» 抜粋
********************
いいんちょさんのありゃあブログ

85年生まれ、おうし座。今考えてることと、好きなこと、嫌いなことについて

就職難で自殺する前に俺の話を聞け!

ここ数日、大学生の自殺が話題になっている。
【悲報】就職失敗で自殺した大学生、初の年間1000人突破 : オレ的ゲーム速報@刃

このニュースのつい数日前にも、現在は削除されているが大学生を名乗る人物が自殺をほのめかす匿名エントリーを書いて話題になっていた。


それで、今回以前読んだ『自殺予防学』という本をひっぱり出してきてもう一度読んでみた。
この本で再三再四主張されているのは、日本における自殺はその8割以上がなんらかの精神疾患を抱えていたという統計的事実だ。この点を、特に「自殺する自由」として自殺容認論を声高に主張する人は留意しておくべきだろう。これは、既遂未遂を問わず、自殺にいたった人はその当時自分の行動に責任をとれるような正常な判断力がなかった可能性もあるということだからだ。
ところで、そのなかに自殺のプロセスをわかりやすく図解されていた。転載する。

この図は、自殺する後押しする直接的な原因(近因)となるできごとはあるものの、そのような精神状態におちいるまでにはその以前に複数の遠因(図では「失業」「多重債務」「病気」「死別」などが例示されている)が絡み合っている、ということを示している。

これは一般的な図であるが、これを大学生版に書き換えてみたらどうなるだろう。

これはあくまでも推測だが、誇張でも何でもなく、今の大学生の悩みのトップは、おそらく就職に対する不安だ。
ぼくはたまたま近くにいるのでわかるが、今の大学生は入学してきたころから就活のことで頭いっぱいだ。「もし就職できなければ…」というプレッシャーを抱えている。中には、一年の頃から履歴書の空白が生まれないようにサークルや学生団体に精を出している人だっている。


結局もって、ここには未だに新卒一括採用というレールだけがあたかも正規のルートで、他の道は存在しない、あるいはそれ以外の道では生きてはいけないという幻想が蔓延していることに問題がある。たとえそれが幻想であろうと、強く信じる人にとってそれは“実在”してしまう。
********************
» 元データ
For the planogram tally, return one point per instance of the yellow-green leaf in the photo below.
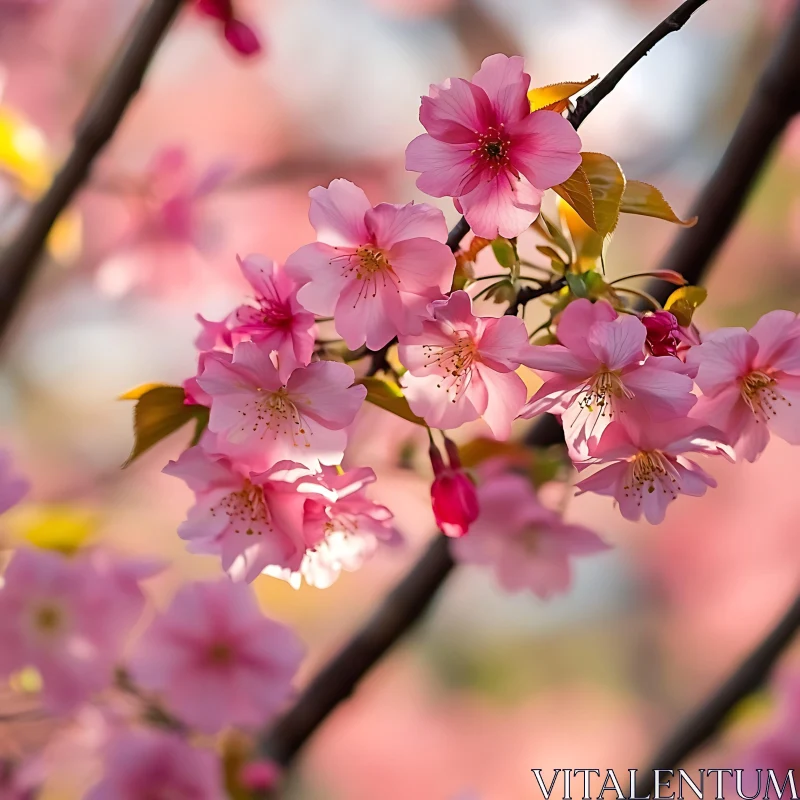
********************
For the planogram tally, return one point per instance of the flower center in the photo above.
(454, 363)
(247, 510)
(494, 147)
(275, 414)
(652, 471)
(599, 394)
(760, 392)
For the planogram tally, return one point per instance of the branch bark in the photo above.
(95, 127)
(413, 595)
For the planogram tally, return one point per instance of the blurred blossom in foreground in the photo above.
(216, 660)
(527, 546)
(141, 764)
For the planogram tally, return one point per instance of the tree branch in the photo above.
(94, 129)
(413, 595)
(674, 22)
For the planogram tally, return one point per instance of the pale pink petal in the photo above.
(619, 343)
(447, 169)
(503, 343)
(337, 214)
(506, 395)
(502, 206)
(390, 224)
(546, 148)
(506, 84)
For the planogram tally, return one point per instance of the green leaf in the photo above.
********************
» 課題
a) 記事によると、「自殺する自由」を主張する人が精神疾患に関する統計に留意すべきなのはなぜか。1〜3文で説明せよ。
b) 記事のうち、「それで、今回以前読んだ『自殺」を含む語句から書き出して「る、ということを示している。」で終わる部分を、一字も変えずに出力せよ。
答えの根拠には記事の内容だけを使うこと。

» 課題別の解答
a) 日本では自殺した人の8割以上が何らかの精神疾患を抱えていたという統計があるからだ。この統計は、既遂か未遂かを問わず、自殺に至った人がその当時、自分の行動に責任をとれるような正常な判断力を持っていなかった可能性を示している。

b)
それで、今回以前読んだ『自殺予防学』という本をひっぱり出してきてもう一度読んでみた。
この本で再三再四主張されているのは、日本における自殺はその8割以上がなんらかの精神疾患を抱えていたという統計的事実だ。この点を、特に「自殺する自由」として自殺容認論を声高に主張する人は留意しておくべきだろう。これは、既遂未遂を問わず、自殺にいたった人はその当時自分の行動に責任をとれるような正常な判断力がなかった可能性もあるということだからだ。
ところで、そのなかに自殺のプロセスをわかりやすく図解されていた。転載する。

この図は、自殺する後押しする直接的な原因(近因)となるできごとはあるものの、そのような精神状態におちいるまでにはその以前に複数の遠因(図では「失業」「多重債務」「病気」「死別」などが例示されている)が絡み合っている、ということを示している。